**Written request**. Switch every "benchmark" in the rows below to "test", and write all the rows out again with nothing else changed. Leave the pictures out.
* * * * * * * * *
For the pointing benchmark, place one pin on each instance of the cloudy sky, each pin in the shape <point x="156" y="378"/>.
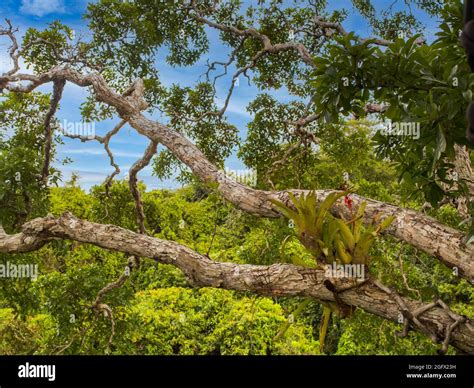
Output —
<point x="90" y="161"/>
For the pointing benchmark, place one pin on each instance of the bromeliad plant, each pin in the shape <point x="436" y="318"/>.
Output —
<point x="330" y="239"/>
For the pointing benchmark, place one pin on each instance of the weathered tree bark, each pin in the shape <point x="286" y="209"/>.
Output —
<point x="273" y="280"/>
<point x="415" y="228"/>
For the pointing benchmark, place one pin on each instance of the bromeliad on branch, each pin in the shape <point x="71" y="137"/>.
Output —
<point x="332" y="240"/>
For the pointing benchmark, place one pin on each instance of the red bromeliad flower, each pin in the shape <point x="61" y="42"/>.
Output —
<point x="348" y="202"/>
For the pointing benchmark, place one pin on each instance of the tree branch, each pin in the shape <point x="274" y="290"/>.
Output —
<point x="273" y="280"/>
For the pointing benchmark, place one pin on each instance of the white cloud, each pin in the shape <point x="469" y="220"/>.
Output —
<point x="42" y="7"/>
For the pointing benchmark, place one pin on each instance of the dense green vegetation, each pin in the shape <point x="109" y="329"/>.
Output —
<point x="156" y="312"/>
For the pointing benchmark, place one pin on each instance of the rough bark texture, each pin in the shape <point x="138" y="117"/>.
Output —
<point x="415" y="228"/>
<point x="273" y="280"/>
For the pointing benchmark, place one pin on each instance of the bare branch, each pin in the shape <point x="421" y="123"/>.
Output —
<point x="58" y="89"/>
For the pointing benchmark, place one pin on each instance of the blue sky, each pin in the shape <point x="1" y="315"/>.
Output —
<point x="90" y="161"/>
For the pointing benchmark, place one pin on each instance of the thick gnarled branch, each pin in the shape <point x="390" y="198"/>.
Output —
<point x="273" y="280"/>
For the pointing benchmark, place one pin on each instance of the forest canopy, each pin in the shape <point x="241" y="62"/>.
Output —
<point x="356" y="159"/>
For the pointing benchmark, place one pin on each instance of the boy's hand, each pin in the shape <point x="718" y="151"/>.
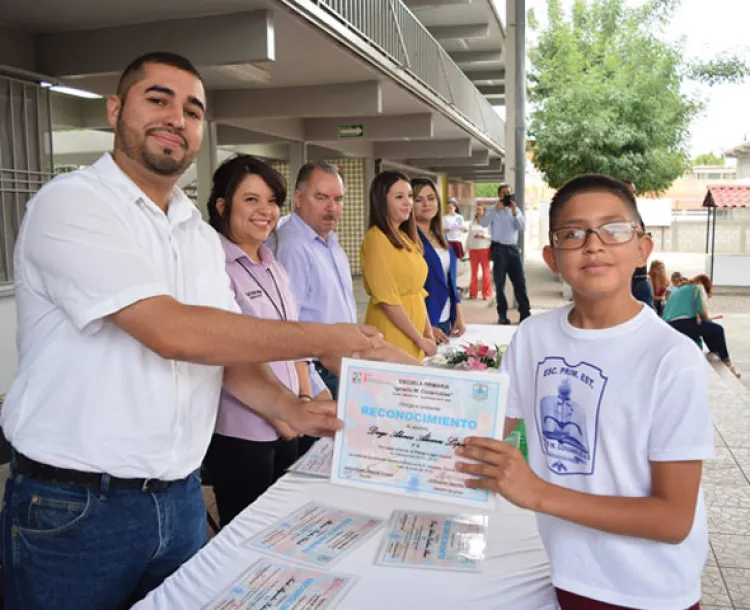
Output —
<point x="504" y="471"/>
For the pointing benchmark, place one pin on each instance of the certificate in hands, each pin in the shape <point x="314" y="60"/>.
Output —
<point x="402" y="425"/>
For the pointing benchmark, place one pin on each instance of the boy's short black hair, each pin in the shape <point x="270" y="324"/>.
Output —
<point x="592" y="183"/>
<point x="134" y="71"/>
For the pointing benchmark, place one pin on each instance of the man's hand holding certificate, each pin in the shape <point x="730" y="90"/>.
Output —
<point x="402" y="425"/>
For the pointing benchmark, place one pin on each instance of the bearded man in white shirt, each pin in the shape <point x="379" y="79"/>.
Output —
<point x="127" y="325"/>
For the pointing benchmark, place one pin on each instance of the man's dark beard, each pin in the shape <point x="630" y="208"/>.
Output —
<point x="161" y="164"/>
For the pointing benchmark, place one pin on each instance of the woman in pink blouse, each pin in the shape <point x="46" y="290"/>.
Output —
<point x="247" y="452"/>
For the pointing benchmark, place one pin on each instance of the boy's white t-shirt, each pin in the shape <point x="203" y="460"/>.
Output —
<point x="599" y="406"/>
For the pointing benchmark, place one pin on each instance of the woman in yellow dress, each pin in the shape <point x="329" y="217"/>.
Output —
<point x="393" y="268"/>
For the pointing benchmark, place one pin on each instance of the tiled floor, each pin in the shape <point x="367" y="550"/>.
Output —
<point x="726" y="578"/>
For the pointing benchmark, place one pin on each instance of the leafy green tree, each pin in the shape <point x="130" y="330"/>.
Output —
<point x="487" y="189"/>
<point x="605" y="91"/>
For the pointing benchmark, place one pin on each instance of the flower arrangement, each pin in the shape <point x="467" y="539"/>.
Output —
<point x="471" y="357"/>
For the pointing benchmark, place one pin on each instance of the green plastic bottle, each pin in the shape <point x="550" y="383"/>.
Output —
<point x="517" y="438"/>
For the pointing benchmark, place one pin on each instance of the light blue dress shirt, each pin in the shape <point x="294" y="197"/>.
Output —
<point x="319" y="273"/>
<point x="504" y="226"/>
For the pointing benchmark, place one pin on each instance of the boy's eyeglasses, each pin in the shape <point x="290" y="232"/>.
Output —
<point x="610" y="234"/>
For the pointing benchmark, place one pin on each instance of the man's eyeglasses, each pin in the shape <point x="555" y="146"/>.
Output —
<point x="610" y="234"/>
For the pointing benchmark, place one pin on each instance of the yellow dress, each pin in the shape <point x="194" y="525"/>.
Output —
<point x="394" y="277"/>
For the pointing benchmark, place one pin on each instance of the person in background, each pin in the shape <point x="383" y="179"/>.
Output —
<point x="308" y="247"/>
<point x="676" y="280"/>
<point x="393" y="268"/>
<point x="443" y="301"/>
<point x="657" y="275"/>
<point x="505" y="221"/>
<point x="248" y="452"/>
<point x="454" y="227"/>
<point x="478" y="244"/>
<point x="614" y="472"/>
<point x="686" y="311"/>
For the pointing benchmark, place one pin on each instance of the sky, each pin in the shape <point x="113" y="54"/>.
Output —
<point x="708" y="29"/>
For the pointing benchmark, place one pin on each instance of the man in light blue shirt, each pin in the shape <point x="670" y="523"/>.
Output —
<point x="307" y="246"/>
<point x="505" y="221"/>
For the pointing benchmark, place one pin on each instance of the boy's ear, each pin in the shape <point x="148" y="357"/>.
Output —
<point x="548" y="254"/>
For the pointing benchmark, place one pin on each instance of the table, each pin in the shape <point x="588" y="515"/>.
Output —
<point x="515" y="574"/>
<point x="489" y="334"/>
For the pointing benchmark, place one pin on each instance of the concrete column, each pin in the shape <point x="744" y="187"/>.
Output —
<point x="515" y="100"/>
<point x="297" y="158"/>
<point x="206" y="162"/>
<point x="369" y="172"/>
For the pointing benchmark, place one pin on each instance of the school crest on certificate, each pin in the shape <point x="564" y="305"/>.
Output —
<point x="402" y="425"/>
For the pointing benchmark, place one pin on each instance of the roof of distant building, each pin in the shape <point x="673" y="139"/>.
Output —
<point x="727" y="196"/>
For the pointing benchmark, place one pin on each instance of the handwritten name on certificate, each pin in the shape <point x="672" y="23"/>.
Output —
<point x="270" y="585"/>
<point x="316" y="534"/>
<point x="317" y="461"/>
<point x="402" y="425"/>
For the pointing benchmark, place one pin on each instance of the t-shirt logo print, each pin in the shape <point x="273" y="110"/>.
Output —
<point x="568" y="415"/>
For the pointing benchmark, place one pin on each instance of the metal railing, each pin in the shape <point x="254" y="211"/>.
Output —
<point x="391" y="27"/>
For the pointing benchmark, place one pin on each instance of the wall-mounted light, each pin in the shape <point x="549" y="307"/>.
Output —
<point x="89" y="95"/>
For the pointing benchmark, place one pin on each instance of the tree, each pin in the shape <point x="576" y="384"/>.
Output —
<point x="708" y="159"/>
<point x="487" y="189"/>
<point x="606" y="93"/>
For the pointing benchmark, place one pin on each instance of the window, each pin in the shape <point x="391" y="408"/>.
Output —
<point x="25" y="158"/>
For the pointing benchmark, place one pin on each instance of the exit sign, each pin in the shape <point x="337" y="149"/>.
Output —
* * * * * * * * *
**Right answer**.
For the pointing test, place one pin on each instance of the cloudy sky, each pin in the shape <point x="156" y="378"/>.
Output —
<point x="90" y="161"/>
For the pointing test, place one pin on each instance of the bromeliad plant, each pin in the shape <point x="436" y="318"/>.
Output —
<point x="330" y="239"/>
For the pointing test, place one pin on each instance of the weathered tree bark, each pin in the shape <point x="286" y="209"/>.
Output —
<point x="273" y="280"/>
<point x="415" y="228"/>
For the pointing test, place one pin on each instance of the bromeliad on branch, each pin in the shape <point x="71" y="137"/>.
Output —
<point x="332" y="240"/>
For the pointing test, place one pin on each instance of the red bromeliad flower, each pin in the shape <point x="61" y="42"/>.
Output —
<point x="348" y="202"/>
For the pointing test, place one pin on each instance of the tree branch, each pin in the shape <point x="274" y="290"/>.
Output —
<point x="273" y="280"/>
For the pointing test, place one pin on each instance of the white cloud, each pin in the shape <point x="469" y="220"/>.
Output —
<point x="42" y="7"/>
For the pointing test, place one pin on each instance of the dense green vegetation, each pin in the shape <point x="109" y="329"/>.
Output —
<point x="156" y="312"/>
For the pointing test, place one pin on each instance of the rough bark texture, each pin in the shape <point x="138" y="117"/>.
Output —
<point x="415" y="228"/>
<point x="273" y="280"/>
For the pointing test, place one pin on each instance of the bare branch, each pin in the shape <point x="421" y="123"/>.
Output —
<point x="58" y="89"/>
For the pointing test, place one pin on each instance of the blue sky, each pin in the shape <point x="1" y="315"/>.
Output —
<point x="90" y="161"/>
For the pointing test, place one pin on each instance of the thick gnarled branch, each pin in the shape <point x="390" y="198"/>.
Output —
<point x="273" y="280"/>
For the pointing test, place one pin on each instance of the forest canopy, each pin in the shape <point x="241" y="62"/>.
Output —
<point x="356" y="159"/>
For the pointing test, place one pin on each instance of the boy's hand, each pin in the shape <point x="718" y="151"/>.
Output —
<point x="504" y="471"/>
For the pointing test, place one pin on each instance of the certificate in hands, each pin in the shape <point x="314" y="60"/>.
Output —
<point x="402" y="425"/>
For the pointing test, place one pin on each instance of the boy's short black hair, each pin in the shape <point x="270" y="324"/>.
Output —
<point x="592" y="183"/>
<point x="134" y="71"/>
For the pointing test, place one pin on each instance of the man's hand holding certificate, each pin in the shape <point x="730" y="90"/>.
Output —
<point x="402" y="425"/>
For the pointing test, place one pin on each instance of the bearded man in white shirt, each pin in the shape <point x="379" y="79"/>.
Output —
<point x="127" y="325"/>
For the pointing test, place one pin on each instance of the man's dark beard, each pin in the shape <point x="630" y="208"/>.
Output —
<point x="161" y="164"/>
For the pointing test, place one pin on each instance of the woman in pink blouse, each pin in the shape <point x="46" y="290"/>.
Output —
<point x="247" y="452"/>
For the pointing test, place one pin on each instance of the boy's white t-shirt, each pin in the shape <point x="203" y="460"/>.
Output —
<point x="599" y="406"/>
For the pointing test, place one pin on each instance of the woman in yellow dress, each pin in the shape <point x="329" y="217"/>.
Output —
<point x="393" y="268"/>
For the pointing test, place one pin on each instance of the tiled floor, each pin in the shape <point x="367" y="550"/>.
Output —
<point x="726" y="578"/>
For the pointing test, place one pin on each instance of the leafy green tree, each pin in the shape <point x="130" y="330"/>.
Output —
<point x="487" y="189"/>
<point x="605" y="91"/>
For the pointing test, place one pin on each instance of the flower arrangement, each pin in the shape <point x="467" y="539"/>.
Output —
<point x="471" y="357"/>
For the pointing test, place one pin on each instance of the green plastic bottle, each pin in the shape <point x="550" y="383"/>.
Output —
<point x="517" y="438"/>
For the pointing test, place one pin on each instance of the light blue dress shirt, each pin in the shape <point x="294" y="197"/>.
Output —
<point x="319" y="273"/>
<point x="504" y="226"/>
For the pointing test, place one pin on each instance of the boy's eyeglasses, each pin in the shape <point x="290" y="232"/>.
Output —
<point x="610" y="234"/>
For the pointing test, place one pin on each instance of the man's eyeglasses, each pin in the shape <point x="555" y="146"/>.
Output —
<point x="610" y="234"/>
For the pointing test, place one pin on each instance of the yellow dress, each pin in the shape <point x="194" y="525"/>.
Output —
<point x="394" y="277"/>
For the pointing test, place one pin on each instance of the person in background, each pin in the shape <point x="383" y="179"/>.
Output —
<point x="308" y="247"/>
<point x="676" y="280"/>
<point x="393" y="268"/>
<point x="443" y="301"/>
<point x="657" y="275"/>
<point x="505" y="221"/>
<point x="248" y="452"/>
<point x="454" y="227"/>
<point x="478" y="244"/>
<point x="614" y="472"/>
<point x="686" y="311"/>
For the pointing test, place one pin on each instance of the sky, each pin in the shape <point x="113" y="54"/>.
Output —
<point x="708" y="29"/>
For the pointing test, place one pin on each instance of the man in light blue shirt, each pin in the shape <point x="670" y="523"/>.
Output —
<point x="307" y="246"/>
<point x="505" y="221"/>
For the pointing test, place one pin on each instance of the boy's ear, each pin in the shape <point x="148" y="357"/>.
Output —
<point x="548" y="254"/>
For the pointing test, place one pin on each instance of the table, each pin in the shape <point x="588" y="515"/>.
Output —
<point x="515" y="574"/>
<point x="489" y="334"/>
For the pointing test, place one pin on each instance of the concrete column, each pin in the shape <point x="744" y="187"/>.
Output —
<point x="515" y="100"/>
<point x="297" y="158"/>
<point x="206" y="162"/>
<point x="369" y="172"/>
For the pointing test, place one pin on each instance of the school crest on certificate, each pin in the shape <point x="564" y="305"/>.
Output —
<point x="402" y="425"/>
For the pointing test, place one pin on each instance of the roof of distant building, each pin in the shape <point x="673" y="139"/>.
Output —
<point x="727" y="196"/>
For the pointing test, place one pin on each instance of the handwritten name on certificate, each pin in the shape <point x="672" y="23"/>.
Output —
<point x="270" y="585"/>
<point x="316" y="534"/>
<point x="317" y="461"/>
<point x="402" y="425"/>
For the pointing test, place one pin on each instance of the t-shirt logo print, each pin in the shape <point x="273" y="110"/>.
Output —
<point x="568" y="415"/>
For the pointing test, place one pin on each instance of the metal railing, each pin in the shape <point x="254" y="211"/>.
Output —
<point x="391" y="27"/>
For the pointing test, place one pin on each instance of the wall-mounted light, each pin in the shape <point x="549" y="307"/>.
Output —
<point x="89" y="95"/>
For the pointing test, place one pin on each instance of the tree, each pin in the shape <point x="576" y="384"/>.
Output —
<point x="708" y="159"/>
<point x="487" y="189"/>
<point x="606" y="93"/>
For the pointing test, place one pin on each instance of the window, each pin in the shape <point x="391" y="408"/>.
Output —
<point x="25" y="158"/>
For the pointing test, place one pin on each instance of the exit sign, each pin in the shape <point x="337" y="149"/>.
Output —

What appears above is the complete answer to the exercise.